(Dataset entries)
■ ■ ■ ■ ■

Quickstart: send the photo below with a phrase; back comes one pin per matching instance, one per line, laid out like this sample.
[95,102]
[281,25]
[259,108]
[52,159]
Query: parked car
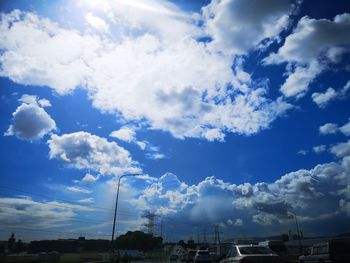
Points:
[174,257]
[276,246]
[202,256]
[333,251]
[251,253]
[190,256]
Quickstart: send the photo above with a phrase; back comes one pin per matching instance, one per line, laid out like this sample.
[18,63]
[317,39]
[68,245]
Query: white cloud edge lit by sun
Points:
[81,64]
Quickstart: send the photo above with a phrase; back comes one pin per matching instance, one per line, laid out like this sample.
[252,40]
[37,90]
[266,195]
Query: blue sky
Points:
[235,113]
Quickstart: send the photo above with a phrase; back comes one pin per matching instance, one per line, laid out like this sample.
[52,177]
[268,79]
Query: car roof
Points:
[251,245]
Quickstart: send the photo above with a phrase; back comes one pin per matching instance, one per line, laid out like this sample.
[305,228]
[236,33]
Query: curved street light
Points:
[116,207]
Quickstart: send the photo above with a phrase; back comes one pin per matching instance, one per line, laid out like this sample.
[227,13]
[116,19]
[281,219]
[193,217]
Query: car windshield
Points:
[255,250]
[340,247]
[278,248]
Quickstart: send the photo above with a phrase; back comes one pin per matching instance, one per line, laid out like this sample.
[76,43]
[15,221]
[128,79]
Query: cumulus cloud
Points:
[322,99]
[25,212]
[302,152]
[319,148]
[167,79]
[89,179]
[82,150]
[341,149]
[97,23]
[313,45]
[235,222]
[155,155]
[30,120]
[77,189]
[345,129]
[271,204]
[236,26]
[328,128]
[126,134]
[333,128]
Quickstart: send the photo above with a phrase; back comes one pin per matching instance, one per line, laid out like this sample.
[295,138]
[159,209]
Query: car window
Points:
[233,252]
[340,247]
[255,250]
[278,248]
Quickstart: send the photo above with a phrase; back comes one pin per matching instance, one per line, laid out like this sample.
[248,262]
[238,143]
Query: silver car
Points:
[202,256]
[251,254]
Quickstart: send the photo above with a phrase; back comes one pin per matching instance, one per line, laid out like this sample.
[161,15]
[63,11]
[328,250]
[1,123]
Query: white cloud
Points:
[88,200]
[213,200]
[302,152]
[341,149]
[319,148]
[345,129]
[214,135]
[237,26]
[235,222]
[125,133]
[322,99]
[170,81]
[30,121]
[25,212]
[155,156]
[328,128]
[313,45]
[89,179]
[83,150]
[78,189]
[97,23]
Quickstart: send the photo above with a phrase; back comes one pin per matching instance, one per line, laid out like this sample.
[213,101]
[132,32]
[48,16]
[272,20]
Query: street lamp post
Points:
[299,234]
[116,209]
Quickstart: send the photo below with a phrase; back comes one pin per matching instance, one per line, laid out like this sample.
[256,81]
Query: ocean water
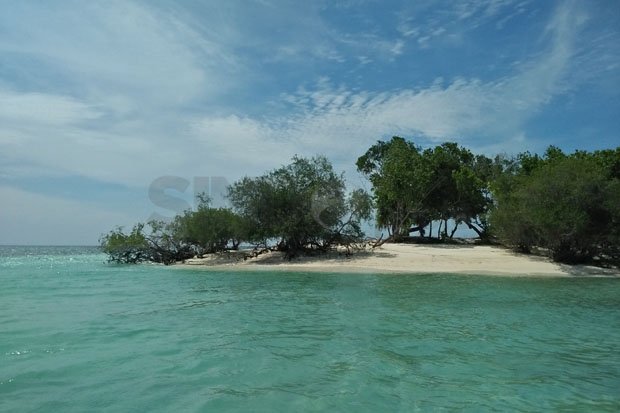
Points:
[77,334]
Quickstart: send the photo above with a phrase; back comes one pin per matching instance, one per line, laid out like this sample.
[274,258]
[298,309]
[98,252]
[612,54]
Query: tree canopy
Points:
[568,204]
[413,188]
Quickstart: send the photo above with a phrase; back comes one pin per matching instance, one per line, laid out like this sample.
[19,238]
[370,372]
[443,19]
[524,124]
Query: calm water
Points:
[77,334]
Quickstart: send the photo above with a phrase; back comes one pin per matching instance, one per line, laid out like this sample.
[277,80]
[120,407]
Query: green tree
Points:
[401,184]
[301,205]
[568,204]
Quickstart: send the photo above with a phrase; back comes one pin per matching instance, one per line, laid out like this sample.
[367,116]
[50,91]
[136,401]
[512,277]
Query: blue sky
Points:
[100,99]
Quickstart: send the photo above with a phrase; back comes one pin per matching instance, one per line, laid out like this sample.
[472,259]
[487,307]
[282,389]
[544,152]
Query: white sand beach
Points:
[408,258]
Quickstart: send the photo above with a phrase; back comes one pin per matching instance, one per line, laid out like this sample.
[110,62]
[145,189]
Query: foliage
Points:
[209,229]
[301,205]
[160,245]
[412,187]
[568,204]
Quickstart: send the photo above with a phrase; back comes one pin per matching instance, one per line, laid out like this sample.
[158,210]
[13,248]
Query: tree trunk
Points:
[456,226]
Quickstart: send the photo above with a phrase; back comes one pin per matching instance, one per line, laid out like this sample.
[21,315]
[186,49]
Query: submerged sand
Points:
[407,258]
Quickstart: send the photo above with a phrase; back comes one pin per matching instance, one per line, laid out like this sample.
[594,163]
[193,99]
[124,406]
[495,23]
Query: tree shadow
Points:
[589,271]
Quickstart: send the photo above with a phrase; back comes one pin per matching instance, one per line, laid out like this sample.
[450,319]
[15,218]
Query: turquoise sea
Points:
[78,335]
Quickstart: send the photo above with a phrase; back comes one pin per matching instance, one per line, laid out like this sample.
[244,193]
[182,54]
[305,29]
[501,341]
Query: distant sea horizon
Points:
[79,334]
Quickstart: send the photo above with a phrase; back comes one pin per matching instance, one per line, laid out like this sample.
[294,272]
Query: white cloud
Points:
[44,109]
[51,221]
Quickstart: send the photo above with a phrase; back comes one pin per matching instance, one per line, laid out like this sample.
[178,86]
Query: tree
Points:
[401,183]
[301,205]
[161,245]
[568,204]
[209,229]
[412,188]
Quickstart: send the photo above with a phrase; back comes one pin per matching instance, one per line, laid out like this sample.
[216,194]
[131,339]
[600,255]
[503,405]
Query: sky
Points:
[113,112]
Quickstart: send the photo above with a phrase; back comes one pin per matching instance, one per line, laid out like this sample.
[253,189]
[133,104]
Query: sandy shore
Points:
[408,258]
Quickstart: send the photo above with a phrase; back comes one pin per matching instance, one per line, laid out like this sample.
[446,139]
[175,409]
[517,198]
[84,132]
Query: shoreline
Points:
[407,259]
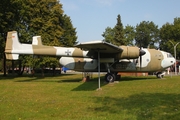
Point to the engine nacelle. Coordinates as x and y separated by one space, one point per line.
129 52
79 64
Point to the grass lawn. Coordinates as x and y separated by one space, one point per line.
66 97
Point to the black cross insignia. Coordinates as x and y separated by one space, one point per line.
67 52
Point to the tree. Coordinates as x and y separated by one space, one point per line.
147 34
119 33
9 20
69 37
129 34
108 34
170 33
116 35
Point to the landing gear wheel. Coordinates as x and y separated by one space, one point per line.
109 77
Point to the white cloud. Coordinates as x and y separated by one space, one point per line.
108 2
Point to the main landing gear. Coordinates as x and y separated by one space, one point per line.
111 77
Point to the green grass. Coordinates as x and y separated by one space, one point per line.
66 97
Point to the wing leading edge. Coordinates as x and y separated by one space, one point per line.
100 46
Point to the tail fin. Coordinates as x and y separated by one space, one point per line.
37 41
12 43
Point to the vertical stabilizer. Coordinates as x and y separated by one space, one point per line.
37 40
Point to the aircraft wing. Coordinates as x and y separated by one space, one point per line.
100 46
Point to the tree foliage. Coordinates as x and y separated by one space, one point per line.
119 33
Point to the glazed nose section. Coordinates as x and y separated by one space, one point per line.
167 62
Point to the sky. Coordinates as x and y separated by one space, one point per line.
92 17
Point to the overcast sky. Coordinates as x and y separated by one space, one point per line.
91 17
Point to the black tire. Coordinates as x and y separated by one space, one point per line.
109 77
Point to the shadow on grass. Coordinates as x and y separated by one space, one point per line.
129 78
143 106
36 77
90 85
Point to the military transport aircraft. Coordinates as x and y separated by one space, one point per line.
95 56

■ ■ ■ ■ ■

• **What you need to do**
Only an exact copy of the records counts as an answer. Leave out the images.

• **Exercise output**
Quickstart: send the photo below with a phrase; back comes one pin per matching instance, one per line, laid out like this sample.
[95,102]
[281,25]
[259,108]
[52,159]
Query: parked car
Points:
[174,257]
[276,246]
[202,256]
[333,251]
[251,253]
[190,256]
Quickstart: send the photo above with a phrase; back comes one pin per matching instance, one per line, laid out like this sample.
[18,63]
[317,39]
[68,245]
Query: white cloud edge lit by sun
Points:
[81,64]
Quickstart: send the photo above with a phrase; back comes one pin per matching instance, one per line, laid out like this sample.
[252,40]
[37,90]
[266,195]
Query: blue sky
Points:
[235,113]
Quickstart: send the photo above with a phrase; back comes one pin per matching instance, one per line, laid out like this sample.
[52,177]
[268,79]
Query: car roof
Points:
[251,245]
Quickstart: send the photo above with a phrase; back comes one pin per matching instance, one per line, laid out like this sample.
[305,228]
[236,33]
Query: curved street light
Points:
[116,207]
Quickstart: send the photo above with a phrase; back comes one pin per matching instance, one per line, laid out like this sample.
[227,13]
[116,19]
[281,219]
[193,217]
Query: car windshield
Points:
[255,250]
[340,247]
[278,248]
Quickstart: send the photo above with a phrase; back comes one pin per matching instance, one per line, laid out like this sample.
[76,43]
[15,221]
[128,79]
Query: cumulus cloud
Points:
[322,99]
[25,212]
[302,152]
[319,148]
[167,79]
[89,179]
[82,150]
[341,149]
[97,23]
[313,45]
[235,222]
[155,155]
[30,120]
[77,189]
[345,129]
[271,204]
[236,26]
[328,128]
[126,134]
[333,128]
Quickstart: send the photo above with a phrase; back comes one pin per matching instance, one per line, laid out like this sample.
[295,138]
[159,209]
Query: car window
Points:
[233,252]
[340,247]
[255,250]
[278,248]
Quickstart: send the photo above with a phrase; back comes one pin per matching instance, one per line, laid out like this sample.
[248,262]
[238,143]
Query: silver car
Points:
[202,256]
[251,254]
Quickstart: send the photo above with a phrase; back comes one pin per matching instance, one per line, laid out like this sample.
[161,15]
[63,11]
[328,250]
[1,123]
Query: white cloud
Points:
[88,200]
[213,200]
[302,152]
[341,149]
[319,148]
[345,129]
[214,135]
[237,26]
[235,222]
[125,133]
[322,99]
[170,81]
[30,121]
[25,212]
[155,156]
[328,128]
[313,45]
[89,179]
[83,150]
[78,189]
[97,23]
Quickstart: send the photo above with a phrase; back comes one pin per matching instance, one per line, laid out like this sample.
[213,101]
[132,32]
[48,16]
[272,20]
Query: street lamp post
Points:
[299,234]
[116,209]
Quickstart: send the photo below with a phrase; back comes one pin per matching instance, one per line, laid out like this sample.
[256,81]
Query: ocean water
Points:
[77,334]
Quickstart: send the photo above with a phrase; back comes one pin per matching instance, one per line, laid out like this sample.
[274,258]
[298,309]
[98,252]
[612,54]
Query: tree canopy
Points:
[568,204]
[413,188]
Quickstart: send the photo above with a phrase; back comes one pin per matching instance, one per line, laid out like this sample.
[19,238]
[370,372]
[443,19]
[524,124]
Query: calm water
Points:
[77,334]
Quickstart: send the photo above with a phrase; back comes one pin per matching instance, one per line, laid out like this sample.
[277,80]
[120,407]
Query: green tree
Points:
[401,184]
[301,205]
[568,204]
Quickstart: send the photo above with a phrase; back comes one pin per matching instance, one per line, laid out like this sample.
[367,116]
[50,91]
[136,401]
[512,277]
Query: blue sky
Points:
[100,99]
Quickstart: send the photo above with a phrase; back comes one pin per matching instance, one per line, laid out like this sample.
[472,259]
[487,307]
[282,389]
[544,152]
Query: white sand beach
Points:
[408,258]
Quickstart: send the photo above with a phrase; back comes one pin per matching instance, one per line, laid out like this sample.
[110,62]
[145,189]
Query: foliage
Points:
[209,229]
[301,205]
[160,245]
[412,187]
[568,204]
Quickstart: send the photo above with a phrase; back comes one pin per matching instance, one per line, laid out like this sample.
[158,210]
[13,248]
Query: tree trunk
Points:
[456,226]
Quickstart: send the photo above with a phrase; back comes one pin per matching instance, one per line, laid out like this sample.
[21,315]
[186,49]
Query: submerged sand
Points:
[407,258]
Quickstart: send the photo above with a phrase; back comes one pin per matching instance, one per line, laid out like this sample.
[594,163]
[193,99]
[124,406]
[495,23]
Query: tree shadow
Points:
[589,271]
Quickstart: send the photo above with a phrase; back comes one pin per matching instance, one per line, laid out like this sample.
[450,319]
[15,218]
Query: turquoise sea
Points:
[78,335]
Quickstart: send the photo above with a phrase; back comes one pin per matching instance, one per line, laid out like this sample.
[244,193]
[182,54]
[305,29]
[501,341]
Query: distant sea horizon
Points:
[79,334]
Quickstart: send the photo above with a phrase; back comes one pin per matching instance, one per line, laid out like this sample.
[294,272]
Query: white cloud
Points:
[44,109]
[51,221]
Quickstart: send the photo above with a phrase; back comes one pin per matching instance, one per line, laid out like this sample.
[178,86]
Query: tree
Points:
[401,183]
[301,205]
[161,245]
[568,204]
[209,229]
[412,188]
Quickstart: send the photo above with a phrase; back comes one pin per matching instance, one per line, laid out like this sample.
[216,194]
[131,339]
[600,255]
[503,405]
Query: sky
Points:
[113,112]
Quickstart: send the photo above with a phrase; back comes one pin per matching instance, one per line, laid out like this sample.
[253,189]
[133,104]
Query: sandy shore
Points:
[408,258]
Quickstart: send the photo above with a phrase; back comes one pin per matching instance, one per line, laid out like this sample.
[446,139]
[175,409]
[517,198]
[84,132]
Query: shoreline
Points:
[407,259]
Point to the engine nacelle. Coordinates as x and y separated by one space, one point per line.
129 52
79 64
Point to the grass lawn. Coordinates as x and y separated by one space, one point per line.
66 97
Point to the black cross insignia. Coordinates as x and y separated by one space, one point per line.
67 52
Point to the tree. Coordinates as x and y separated by one space, one point per line.
147 34
119 33
9 20
69 37
129 34
108 34
170 33
116 35
Point to the landing gear wheel. Coordinates as x and y separated by one space, one point per line.
109 77
Point to the white cloud. Coordinates as x and y separated by one space, one point per line.
108 2
Point to the main landing gear. Coordinates as x and y separated by one space, one point per line.
111 77
Point to the green grass. Coordinates as x and y separated by one space, one point per line.
66 97
Point to the wing leading edge. Coordinates as x and y separated by one space, one point per line.
100 46
Point to the tail fin. Coordinates as x and y separated by one space, one point per line.
37 41
12 43
Point to the vertical stabilizer. Coordinates as x and y separated by one space, one point per line.
37 40
Point to the aircraft wing. Coordinates as x and y separated by one space, one point per line.
100 46
Point to the tree foliage. Coordinates as x and y separated by one space, one point per line.
119 33
Point to the glazed nose section. Coordinates as x and y separated by one space, one point per line.
167 62
Point to the sky. Coordinates as x and y separated by one space, one point per line.
92 17
Point to the overcast sky. Coordinates as x and y separated by one space, one point per line.
91 17
Point to the black tire. Coordinates as x and y separated by one space, one point per line.
109 77
Point to the shadow on grass. Coordinates as x and y separated by one space, one point per line.
129 78
143 106
36 77
90 85
Point to the military transport aircraft. Coordinates as x and y separated by one space, one point per line.
95 56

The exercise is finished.